--- Records for the exercise ---

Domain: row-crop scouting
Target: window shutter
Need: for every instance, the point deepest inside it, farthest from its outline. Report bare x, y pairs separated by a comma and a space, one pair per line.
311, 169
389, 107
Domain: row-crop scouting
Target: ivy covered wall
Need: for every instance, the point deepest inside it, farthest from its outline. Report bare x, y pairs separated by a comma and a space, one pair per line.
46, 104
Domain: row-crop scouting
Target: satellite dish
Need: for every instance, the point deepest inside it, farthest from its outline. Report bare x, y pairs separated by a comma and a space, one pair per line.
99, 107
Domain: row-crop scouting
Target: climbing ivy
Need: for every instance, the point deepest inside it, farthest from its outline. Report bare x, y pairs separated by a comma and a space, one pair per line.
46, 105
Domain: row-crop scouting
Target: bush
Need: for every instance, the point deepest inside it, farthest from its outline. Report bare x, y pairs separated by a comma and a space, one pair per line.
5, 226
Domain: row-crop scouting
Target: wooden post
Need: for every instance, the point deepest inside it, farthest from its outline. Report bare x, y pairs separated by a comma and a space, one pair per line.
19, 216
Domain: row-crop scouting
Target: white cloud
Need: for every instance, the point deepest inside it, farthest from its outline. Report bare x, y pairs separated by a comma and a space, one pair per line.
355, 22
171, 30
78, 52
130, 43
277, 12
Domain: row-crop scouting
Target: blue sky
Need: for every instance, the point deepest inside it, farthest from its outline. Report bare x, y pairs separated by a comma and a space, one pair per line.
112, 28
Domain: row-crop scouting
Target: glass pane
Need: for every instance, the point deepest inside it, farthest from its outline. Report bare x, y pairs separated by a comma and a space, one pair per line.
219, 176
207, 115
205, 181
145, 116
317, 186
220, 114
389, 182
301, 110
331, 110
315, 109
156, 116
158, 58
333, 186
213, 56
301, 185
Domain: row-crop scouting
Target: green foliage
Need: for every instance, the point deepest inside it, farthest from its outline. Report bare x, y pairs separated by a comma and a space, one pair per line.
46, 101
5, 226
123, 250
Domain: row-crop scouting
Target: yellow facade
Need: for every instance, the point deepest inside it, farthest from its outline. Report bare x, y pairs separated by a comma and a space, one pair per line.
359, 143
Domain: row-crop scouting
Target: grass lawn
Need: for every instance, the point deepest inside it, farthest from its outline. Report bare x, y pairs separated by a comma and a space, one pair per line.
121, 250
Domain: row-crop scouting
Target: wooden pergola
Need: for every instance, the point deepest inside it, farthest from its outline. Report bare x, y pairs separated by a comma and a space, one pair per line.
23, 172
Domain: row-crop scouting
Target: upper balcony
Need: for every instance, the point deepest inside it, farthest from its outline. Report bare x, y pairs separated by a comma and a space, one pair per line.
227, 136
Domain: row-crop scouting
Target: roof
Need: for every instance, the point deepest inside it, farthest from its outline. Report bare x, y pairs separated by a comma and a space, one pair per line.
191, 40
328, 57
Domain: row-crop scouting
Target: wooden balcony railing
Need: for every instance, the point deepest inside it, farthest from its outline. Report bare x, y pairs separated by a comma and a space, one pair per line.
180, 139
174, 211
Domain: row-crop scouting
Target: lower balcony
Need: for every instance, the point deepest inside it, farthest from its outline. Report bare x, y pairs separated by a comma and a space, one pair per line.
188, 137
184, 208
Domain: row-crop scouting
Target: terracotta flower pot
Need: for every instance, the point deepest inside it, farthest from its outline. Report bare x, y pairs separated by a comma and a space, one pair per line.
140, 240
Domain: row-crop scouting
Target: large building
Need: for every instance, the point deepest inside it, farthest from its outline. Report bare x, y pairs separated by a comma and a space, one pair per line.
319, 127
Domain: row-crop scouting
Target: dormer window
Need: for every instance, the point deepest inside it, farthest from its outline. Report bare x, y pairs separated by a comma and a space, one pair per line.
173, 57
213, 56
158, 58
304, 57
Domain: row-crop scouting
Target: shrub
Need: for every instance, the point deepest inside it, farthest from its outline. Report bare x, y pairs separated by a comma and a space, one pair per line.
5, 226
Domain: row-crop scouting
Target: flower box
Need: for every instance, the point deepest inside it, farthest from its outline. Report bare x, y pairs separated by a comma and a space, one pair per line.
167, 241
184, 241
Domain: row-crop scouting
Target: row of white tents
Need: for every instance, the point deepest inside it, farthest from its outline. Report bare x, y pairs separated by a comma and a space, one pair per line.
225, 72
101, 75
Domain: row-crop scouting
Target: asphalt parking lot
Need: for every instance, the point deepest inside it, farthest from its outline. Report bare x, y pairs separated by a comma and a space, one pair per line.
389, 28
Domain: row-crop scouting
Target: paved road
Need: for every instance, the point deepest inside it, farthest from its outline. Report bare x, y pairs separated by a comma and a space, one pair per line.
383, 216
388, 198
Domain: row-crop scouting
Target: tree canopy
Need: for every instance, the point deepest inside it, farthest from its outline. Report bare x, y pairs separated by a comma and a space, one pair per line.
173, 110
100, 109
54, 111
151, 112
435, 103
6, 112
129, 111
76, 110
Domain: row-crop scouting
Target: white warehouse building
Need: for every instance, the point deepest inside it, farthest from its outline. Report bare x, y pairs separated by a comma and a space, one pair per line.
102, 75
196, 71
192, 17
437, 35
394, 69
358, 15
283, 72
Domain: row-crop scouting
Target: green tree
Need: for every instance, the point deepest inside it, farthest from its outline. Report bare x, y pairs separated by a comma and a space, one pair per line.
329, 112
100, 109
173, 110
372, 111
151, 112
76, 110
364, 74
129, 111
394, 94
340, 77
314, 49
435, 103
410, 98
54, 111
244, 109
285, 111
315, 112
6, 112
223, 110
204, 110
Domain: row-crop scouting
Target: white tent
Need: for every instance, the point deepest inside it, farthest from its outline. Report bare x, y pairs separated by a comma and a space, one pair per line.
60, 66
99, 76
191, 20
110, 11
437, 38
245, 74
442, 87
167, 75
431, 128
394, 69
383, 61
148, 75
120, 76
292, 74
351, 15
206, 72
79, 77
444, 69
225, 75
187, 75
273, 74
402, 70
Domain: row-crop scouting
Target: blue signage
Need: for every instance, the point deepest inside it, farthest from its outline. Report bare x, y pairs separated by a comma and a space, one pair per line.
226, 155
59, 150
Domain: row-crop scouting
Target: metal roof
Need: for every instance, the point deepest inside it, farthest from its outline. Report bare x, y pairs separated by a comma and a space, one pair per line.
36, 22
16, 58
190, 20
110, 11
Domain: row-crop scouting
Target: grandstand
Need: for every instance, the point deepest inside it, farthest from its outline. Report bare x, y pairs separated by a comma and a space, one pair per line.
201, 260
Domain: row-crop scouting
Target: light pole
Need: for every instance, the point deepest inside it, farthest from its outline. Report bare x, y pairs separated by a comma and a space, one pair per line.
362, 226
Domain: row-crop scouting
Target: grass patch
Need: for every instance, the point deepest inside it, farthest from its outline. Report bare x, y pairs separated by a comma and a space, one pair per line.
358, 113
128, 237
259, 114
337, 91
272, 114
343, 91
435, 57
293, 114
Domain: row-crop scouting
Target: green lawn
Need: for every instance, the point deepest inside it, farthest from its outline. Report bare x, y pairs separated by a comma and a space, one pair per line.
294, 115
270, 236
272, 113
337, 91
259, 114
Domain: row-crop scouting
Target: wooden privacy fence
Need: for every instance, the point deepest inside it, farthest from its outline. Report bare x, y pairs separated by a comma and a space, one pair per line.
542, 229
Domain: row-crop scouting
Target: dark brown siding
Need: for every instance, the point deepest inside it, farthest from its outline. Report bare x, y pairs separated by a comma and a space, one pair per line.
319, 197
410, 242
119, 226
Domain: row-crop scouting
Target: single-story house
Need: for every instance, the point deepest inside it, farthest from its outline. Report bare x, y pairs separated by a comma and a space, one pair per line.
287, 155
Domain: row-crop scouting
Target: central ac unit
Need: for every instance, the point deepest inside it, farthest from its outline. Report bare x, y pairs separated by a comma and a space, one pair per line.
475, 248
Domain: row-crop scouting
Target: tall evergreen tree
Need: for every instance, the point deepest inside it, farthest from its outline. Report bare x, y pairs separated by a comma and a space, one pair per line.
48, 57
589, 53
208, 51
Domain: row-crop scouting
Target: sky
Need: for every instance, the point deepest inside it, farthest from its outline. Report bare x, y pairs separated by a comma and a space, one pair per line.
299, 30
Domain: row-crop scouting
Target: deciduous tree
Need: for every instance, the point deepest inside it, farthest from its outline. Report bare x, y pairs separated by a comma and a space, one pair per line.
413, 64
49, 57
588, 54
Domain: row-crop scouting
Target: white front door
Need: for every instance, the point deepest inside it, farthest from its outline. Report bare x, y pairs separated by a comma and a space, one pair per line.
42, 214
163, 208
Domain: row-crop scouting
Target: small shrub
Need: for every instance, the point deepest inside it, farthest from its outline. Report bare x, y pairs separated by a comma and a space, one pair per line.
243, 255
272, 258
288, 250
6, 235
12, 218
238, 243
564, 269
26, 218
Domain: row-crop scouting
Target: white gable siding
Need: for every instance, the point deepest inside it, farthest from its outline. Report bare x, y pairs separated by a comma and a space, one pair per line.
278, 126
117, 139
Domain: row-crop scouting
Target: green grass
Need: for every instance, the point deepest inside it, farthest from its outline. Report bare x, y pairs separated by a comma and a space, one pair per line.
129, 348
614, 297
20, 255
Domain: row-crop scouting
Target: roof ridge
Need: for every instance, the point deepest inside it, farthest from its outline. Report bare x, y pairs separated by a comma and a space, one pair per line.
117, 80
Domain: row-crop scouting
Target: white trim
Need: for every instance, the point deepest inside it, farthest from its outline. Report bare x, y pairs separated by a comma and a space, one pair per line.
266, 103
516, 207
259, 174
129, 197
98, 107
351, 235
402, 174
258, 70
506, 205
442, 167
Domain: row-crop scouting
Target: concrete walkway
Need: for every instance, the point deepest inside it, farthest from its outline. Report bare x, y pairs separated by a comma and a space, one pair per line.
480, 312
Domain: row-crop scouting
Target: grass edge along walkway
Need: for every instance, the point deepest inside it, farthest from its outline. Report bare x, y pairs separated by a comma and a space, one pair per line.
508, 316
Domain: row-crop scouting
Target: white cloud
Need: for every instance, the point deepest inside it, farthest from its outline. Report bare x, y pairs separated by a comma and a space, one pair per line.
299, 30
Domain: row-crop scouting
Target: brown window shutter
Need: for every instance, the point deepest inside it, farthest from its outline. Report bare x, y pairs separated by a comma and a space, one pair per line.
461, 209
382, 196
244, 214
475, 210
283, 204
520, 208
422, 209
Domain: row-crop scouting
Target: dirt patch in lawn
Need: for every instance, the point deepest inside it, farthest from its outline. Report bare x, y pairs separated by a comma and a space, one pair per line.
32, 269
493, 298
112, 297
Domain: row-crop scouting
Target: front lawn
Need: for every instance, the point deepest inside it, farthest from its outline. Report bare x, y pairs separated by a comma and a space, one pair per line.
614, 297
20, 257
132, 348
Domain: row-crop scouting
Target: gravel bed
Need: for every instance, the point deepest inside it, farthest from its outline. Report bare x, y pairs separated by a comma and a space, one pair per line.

---

> _Task requirements_:
Locate every line in the data above that contains the word "siding" and copy each one out. Case counts.

> _Answer to the task_:
Target: dark brown siding
Target: white gable siding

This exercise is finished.